-- Document text follows --

Fruit or vegetable, insect or bird, familiar or unfamiliar – humans are used to classify objects in the world around them and group them into categories that have been formed and shaped constantly through every day's experience. Categorization during visual perception is exceptionally fast. Within just a fraction of a second we effortlessly access object-based knowledge, in particular if sufficient sensory information is available and the respective category is distinctly characterized by object features.
The precise neural mechanisms behind this brain function are currently not well understood. Several theoretical models are available, but empirical data and detailed measurements of brain processes in humans are still rare. In the last years of research evidence has accumulated to regard the brain as a parallel system with highly specialized compartments, so that different processing stages take place at different brain sites. According to the prominent theory of neuronal synchronization, cooperation between different brain areas is realized through synchronization of their rhythmic activity (30-100 Hz) leading to emergence of short-lasting dynamic networks.
An international team of scientists that includes biologists, engineers, physicists and psychologists has now investigated this network in humans by measuring electrical brain currents (EEG) and by applying the most advanced analysis techniques currently available.
”Human knowledge is definitely not stored in one single brain area. Access to knowledge results from the cooperation of several brain areas that jointly build a dynamic brain network. In this study we were not only able to confirm that recognition of familiar and unfamiliar objects activates a set of distributed brain areas. Rather, importantly, for the first time we have measured in humans how brain areas communicate with each other by directed information transfer, depending whether object-specific knowledge was available or not,' tells co-author and initiator of the study, Thomas Gruber of the Department of Psychology of the University of Leipzig.

-- Document text concluded --
-- Data extracts follows --

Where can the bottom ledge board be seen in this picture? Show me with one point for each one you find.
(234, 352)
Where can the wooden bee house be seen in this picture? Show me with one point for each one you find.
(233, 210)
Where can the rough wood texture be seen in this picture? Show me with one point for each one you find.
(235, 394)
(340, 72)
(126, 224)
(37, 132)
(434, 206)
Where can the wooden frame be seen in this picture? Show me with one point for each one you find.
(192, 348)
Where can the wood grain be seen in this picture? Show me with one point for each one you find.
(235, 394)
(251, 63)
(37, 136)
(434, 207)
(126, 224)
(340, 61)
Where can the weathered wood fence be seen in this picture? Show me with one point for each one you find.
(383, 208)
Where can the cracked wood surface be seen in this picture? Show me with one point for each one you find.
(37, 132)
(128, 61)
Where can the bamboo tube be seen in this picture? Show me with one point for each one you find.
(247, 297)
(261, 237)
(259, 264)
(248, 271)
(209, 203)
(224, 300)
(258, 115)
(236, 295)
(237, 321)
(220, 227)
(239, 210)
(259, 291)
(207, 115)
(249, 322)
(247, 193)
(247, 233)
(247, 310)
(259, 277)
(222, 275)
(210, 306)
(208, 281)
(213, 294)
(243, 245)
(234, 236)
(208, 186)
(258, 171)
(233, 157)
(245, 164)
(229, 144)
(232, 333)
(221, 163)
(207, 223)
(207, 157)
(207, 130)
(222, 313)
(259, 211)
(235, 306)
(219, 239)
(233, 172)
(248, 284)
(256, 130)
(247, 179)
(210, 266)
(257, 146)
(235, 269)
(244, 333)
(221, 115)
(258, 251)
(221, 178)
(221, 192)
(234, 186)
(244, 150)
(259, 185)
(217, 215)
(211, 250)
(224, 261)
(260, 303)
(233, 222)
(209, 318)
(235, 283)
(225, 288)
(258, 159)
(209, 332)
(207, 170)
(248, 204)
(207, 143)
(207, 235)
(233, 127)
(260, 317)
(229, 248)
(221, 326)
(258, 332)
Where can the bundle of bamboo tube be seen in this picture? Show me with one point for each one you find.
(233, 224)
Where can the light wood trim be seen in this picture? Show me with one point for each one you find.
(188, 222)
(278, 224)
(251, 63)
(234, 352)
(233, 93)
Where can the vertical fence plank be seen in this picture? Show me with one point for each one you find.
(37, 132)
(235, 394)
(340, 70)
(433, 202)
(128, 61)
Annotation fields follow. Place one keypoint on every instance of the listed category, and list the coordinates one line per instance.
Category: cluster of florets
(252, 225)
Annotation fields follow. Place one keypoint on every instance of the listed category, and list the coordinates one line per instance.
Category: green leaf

-- Data extracts concluded --

■ Tasks and exercises
- a) Using the text on object categorization in the brain, explain in one to three sentences why different processing stages take place at different brain sites.
- b) According to the text on object categorization in the brain, what frequency range does the rhythmic activity synchronized between brain areas fall in?
- c) Please extend the text on object categorization in the brain, starting after its final sentence.

■ Task-by-task outputs
- a) Evidence gathered in recent years suggests that the brain works as a parallel system made up of highly specialized compartments. As a result, different processing stages happen at different brain sites.

- b) 30-100 Hz.

- c)
The participants in Gruber's study were asked to categorize objects that were subsequently presented on a screen either as familiar or unfamiliar during the registration of their brain waves (EEG). Unfamiliar objects represented complex visual patterns, physically resembling the familiar ones in every possible way, except for familiarity. Familiar objects represented objects of every day's life such as cup, dog or violin. Actually, in the experiment only the factor familiarity was manipulated. Both conditions just differed in the possibility of the subjects to access specific, object-related knowledge in the course of recognition.
Based on previous studies the scientists expected to find not only a different level of brain activation in a set of distributed areas but also a different number of interactions between these areas.
“We expected that a larger number of brain interactions, a stronger degree of connectivity occurs, whenever a perceived object is familiar, that is whenever specific knowledge is available and can be used for processing. The contribution of our study is that by using a new method of signal analysis we succeeded in measuring the directionality of neuronal interactions. Cooperating brain areas forming a dynamic network are not just connected, but rather each area can be engaged either in receiving or sending signals or both. Until now this has been difficult to investigate, but our analysis suggests that most areas are involved in both during access to object-related knowledge,” states first author Gernot Supp with the Department of Neurophysiology, University Medical Center Hamburg-Eppendorf and the Max-Planck Institute of Human Cognitive and Brain Science, Leipzig, Germany.
“Traditional methods of analysis are insensitive to the true directionality of information flow. Here, for the first time, we investigated object recognition in humans by applying a new method, which in fact represents a measure of causality. With this measure, we were able to distinguish between feed-forward and feed-backward information flow and quantified the interaction between brain areas in greater detail”, reports Alois Schlögl, expert for biomedical signal processing at the University of Technology Graz, Austria and at the Fraunhofer Institute Berlin. He has made this new type of coupling analysis freely available for the scientific community in his open-source software-project BioSig (http://biosig.sf.net).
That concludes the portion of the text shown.